Quatro perícias feitas na gravação da conversa entre o presidente Michel Temer e o empresário Joesley Batista divergem em três pontos.
Há consenso sobre a existência de interrupções, mas discordância sobre o que as provocou. Também existe divergência a respeito de uma expressão usada por Joesley (“todo mês” ou “tô no meio”) e sobre a validade da gravação como prova judicial.
Os laudos foram feitos pela defesa de Temer, por dois especialistas contratados pela Folha e pela Polícia Federal.
Para o laudo da PF, as pausas foram causadas por um dispositivo do gravador que interrompe a captação na ausência de som.
O IBP (Instituto Brasileiro de Peritos), contratado pela Folha, diz que esse mecanismo só explica parte das interrupções. O restante tem características distintas e pode ter ocorrido após a gravação –as causas são indeterminadas.

*Instruções*
**1.** Indique se cada afirmação abaixo concorda com o texto sobre as perícias na gravação de Temer e Joesley, respondendo sim ou não e citando literalmente as palavras do texto que decidem a questão. (a) As perícias concordam que houve interrupções na gravação. (b) Os laudos foram produzidos somente pela Polícia Federal. (c) Segundo o IBP, o mecanismo do gravador explica todas as interrupções.
**2.** Prossiga com o texto sobre as perícias na gravação de Temer e Joesley, começando logo após a última frase apresentada.

*Linhas de dados*

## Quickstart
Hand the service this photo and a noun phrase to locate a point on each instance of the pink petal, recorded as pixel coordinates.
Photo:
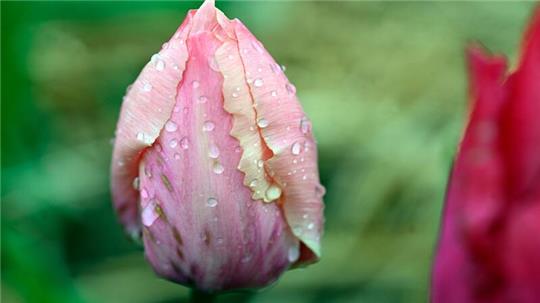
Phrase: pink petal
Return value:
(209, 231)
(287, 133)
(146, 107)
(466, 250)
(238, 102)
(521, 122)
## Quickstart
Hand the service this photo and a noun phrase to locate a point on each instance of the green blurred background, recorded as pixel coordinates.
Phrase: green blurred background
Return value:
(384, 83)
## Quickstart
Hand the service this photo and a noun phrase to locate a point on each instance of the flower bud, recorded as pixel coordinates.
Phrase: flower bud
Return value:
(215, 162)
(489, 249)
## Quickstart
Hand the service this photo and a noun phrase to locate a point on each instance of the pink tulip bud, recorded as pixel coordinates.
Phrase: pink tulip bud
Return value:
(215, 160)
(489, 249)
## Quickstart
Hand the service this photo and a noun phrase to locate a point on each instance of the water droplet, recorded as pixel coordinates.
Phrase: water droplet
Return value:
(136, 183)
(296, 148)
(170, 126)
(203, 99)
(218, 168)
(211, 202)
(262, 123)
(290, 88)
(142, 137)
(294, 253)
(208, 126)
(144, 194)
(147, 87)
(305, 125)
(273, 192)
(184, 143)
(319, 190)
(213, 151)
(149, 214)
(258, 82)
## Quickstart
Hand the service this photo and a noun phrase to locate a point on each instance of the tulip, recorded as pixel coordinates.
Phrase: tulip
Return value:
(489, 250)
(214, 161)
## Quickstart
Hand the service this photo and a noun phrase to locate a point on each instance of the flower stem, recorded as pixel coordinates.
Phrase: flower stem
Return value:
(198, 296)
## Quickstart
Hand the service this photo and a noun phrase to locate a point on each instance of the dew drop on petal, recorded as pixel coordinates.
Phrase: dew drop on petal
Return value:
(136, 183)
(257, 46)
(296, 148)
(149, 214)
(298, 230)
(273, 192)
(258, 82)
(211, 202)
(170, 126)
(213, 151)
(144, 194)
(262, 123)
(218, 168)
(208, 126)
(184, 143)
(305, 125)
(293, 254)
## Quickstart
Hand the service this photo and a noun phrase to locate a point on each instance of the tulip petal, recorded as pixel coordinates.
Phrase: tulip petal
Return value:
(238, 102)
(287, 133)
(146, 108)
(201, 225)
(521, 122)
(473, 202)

* * *

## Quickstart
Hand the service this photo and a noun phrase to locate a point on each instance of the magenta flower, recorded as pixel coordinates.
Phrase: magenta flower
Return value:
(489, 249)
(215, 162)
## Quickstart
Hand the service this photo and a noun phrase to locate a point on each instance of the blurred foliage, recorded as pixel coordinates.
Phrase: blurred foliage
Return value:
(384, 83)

*Respostas dos exercícios*
**1.**
(a) Sim: "Há consenso sobre a existência de interrupções".
(b) Não: "Os laudos foram feitos pela defesa de Temer, por dois especialistas contratados pela Folha e pela Polícia Federal."
(c) Não: "esse mecanismo só explica parte das interrupções".

**2.**
A PF diz que a prova é válida porque inexistem indícios de adulteração ou supressão intencional de parte da conversa.
Já o perito Ricardo Molina, contratado por Temer, o IBP e o perito Ricardo Caires dos Santos (também a serviço da Folha ) afirmam que a baixa qualidade da gravação, as pausas de causa indeterminada e a má preservação do equipamento inviabilizam o uso no processo.
O áudio, feito pelo empresário na noite de 7 de março no Palácio do Jaburu, foi entregue diretamente à Procuradoria-Geral da República em meio à negociação de delação premiada. A gravação não passou pela Polícia Federal.
No inquérito de investigação de Temer, aberto pelo ministro do Supremo Tribunal Federal Edson Fachin, a PGR aponta suspeita de corrupção passiva, organização criminosa e obstrução de Justiça. O áudio gravado por Joesley é um dos elementos da investigação.
Além da gravação da conversa, a PGR lista, por exemplo, outras suspeitas contra Temer, como o recebimento de R$ 500 mil pelo deputado afastado e preso Rodrigo Rocha Loures (PMDB-PR), aliado do presidente da República.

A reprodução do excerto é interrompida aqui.